# [What is expected]
Look below for the line containing "Target: mountain peak". Reproduce it and every line after it exactly, and nothing more.

Region pointing data
━━━━━━━━━━━━━━━━
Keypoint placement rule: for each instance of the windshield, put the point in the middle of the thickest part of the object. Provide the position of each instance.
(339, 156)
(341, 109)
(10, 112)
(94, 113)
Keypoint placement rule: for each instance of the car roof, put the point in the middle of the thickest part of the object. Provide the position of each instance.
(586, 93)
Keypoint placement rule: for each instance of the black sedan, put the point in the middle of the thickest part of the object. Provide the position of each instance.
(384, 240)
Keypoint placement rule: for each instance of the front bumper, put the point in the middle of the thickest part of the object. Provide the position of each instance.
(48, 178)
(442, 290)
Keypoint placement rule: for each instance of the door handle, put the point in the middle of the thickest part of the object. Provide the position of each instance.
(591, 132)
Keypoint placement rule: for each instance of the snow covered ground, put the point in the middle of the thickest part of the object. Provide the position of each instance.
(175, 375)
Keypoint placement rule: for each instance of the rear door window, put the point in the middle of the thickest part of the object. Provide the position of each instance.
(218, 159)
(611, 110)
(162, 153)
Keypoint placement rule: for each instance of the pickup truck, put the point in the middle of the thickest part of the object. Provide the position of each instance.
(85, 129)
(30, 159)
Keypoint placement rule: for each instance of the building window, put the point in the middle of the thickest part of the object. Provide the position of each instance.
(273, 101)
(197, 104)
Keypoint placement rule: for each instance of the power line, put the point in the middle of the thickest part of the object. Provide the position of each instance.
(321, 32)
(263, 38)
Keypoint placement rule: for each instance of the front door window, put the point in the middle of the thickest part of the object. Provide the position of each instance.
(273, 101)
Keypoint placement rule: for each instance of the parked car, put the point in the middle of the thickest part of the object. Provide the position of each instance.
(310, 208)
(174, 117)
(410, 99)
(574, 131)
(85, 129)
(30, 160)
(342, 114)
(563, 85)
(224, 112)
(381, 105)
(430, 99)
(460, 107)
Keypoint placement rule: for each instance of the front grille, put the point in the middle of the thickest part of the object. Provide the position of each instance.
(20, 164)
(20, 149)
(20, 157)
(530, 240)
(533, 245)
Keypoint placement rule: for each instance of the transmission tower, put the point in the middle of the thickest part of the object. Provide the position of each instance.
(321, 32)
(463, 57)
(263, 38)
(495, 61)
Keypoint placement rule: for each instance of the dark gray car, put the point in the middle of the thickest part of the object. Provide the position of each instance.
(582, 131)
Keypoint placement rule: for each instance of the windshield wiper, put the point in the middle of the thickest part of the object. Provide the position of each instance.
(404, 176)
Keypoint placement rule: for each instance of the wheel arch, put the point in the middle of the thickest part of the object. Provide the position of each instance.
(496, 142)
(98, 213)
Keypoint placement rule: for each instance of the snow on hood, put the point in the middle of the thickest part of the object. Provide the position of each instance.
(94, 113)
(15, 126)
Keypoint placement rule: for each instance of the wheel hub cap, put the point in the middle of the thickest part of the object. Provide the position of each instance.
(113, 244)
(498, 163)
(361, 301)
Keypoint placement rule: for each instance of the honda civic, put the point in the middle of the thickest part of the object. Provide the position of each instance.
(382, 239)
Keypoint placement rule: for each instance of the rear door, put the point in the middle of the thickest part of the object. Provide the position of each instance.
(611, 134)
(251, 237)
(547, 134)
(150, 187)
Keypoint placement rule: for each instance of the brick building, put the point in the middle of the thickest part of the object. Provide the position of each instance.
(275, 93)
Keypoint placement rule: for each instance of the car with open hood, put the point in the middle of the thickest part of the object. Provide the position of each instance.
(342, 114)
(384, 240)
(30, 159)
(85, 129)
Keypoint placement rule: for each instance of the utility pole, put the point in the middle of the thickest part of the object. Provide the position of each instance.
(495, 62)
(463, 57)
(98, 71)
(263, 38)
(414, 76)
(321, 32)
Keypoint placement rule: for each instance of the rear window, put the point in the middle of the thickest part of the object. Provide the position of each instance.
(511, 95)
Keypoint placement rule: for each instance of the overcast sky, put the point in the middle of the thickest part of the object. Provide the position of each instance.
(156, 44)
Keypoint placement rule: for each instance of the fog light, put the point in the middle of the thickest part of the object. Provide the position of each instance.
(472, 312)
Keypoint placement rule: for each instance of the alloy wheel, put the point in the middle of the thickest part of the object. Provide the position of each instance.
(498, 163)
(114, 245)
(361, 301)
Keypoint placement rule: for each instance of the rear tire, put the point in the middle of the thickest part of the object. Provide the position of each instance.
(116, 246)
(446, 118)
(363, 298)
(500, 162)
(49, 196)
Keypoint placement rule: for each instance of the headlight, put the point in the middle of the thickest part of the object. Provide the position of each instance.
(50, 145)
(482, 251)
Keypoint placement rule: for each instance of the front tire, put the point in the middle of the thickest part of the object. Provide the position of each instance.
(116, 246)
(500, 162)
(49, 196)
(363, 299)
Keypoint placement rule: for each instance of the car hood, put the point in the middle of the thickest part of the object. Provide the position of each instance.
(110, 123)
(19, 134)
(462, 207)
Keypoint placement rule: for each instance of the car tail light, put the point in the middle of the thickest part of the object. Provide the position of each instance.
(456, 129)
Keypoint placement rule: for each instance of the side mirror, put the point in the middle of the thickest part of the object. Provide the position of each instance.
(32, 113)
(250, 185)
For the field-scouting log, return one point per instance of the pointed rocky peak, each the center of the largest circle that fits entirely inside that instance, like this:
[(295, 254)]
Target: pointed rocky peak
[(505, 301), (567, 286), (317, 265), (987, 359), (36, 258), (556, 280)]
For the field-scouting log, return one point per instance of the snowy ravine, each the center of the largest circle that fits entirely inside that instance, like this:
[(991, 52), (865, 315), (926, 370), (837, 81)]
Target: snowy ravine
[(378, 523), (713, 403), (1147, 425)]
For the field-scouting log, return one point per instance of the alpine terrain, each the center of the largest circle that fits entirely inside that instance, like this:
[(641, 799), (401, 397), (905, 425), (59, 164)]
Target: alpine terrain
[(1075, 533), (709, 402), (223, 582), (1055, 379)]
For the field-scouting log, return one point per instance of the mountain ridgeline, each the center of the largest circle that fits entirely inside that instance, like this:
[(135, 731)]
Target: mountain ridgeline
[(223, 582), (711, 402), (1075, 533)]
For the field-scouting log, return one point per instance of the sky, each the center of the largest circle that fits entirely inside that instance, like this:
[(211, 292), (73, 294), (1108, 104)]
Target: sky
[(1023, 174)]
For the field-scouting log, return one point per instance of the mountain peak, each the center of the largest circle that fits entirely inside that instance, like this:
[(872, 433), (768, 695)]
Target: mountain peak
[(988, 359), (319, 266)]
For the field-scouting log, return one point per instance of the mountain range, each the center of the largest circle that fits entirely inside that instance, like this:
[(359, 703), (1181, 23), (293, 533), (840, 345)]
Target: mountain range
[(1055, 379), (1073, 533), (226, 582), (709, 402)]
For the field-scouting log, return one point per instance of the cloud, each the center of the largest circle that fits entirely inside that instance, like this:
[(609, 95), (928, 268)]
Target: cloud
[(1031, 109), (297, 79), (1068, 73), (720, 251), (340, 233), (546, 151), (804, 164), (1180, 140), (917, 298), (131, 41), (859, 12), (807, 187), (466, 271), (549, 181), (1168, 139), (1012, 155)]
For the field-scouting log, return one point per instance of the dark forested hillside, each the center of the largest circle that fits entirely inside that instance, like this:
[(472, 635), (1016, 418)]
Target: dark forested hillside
━━━━━━━━━━━━━━━━
# [Expected answer]
Target: mountain peak
[(988, 359), (319, 266)]
For the field-scouting log, return one point per instance of the mountain range, each the center of the largest circle that fits entirely inside that instance, like this:
[(359, 703), (1181, 23), (293, 533), (840, 345)]
Target: mountain range
[(1055, 379), (1073, 533), (226, 582), (709, 402)]
For the field-scouting log, return one point per instance of the cloud, each the center of the largest circle that fits entirely inside that instance, like this:
[(609, 95), (928, 268)]
Target: cloud
[(1031, 109), (297, 79), (1068, 73), (720, 251), (340, 233), (546, 151), (804, 164), (1180, 140), (917, 298), (131, 41), (859, 12), (807, 187), (466, 271), (549, 181), (1168, 139), (1012, 155)]
For the field-scouting log, return one point per instance of the dark forested hillside, each the center of the largest circle that fits entirely inside that instance, like this:
[(472, 635), (1016, 418)]
Target: dark forested hillside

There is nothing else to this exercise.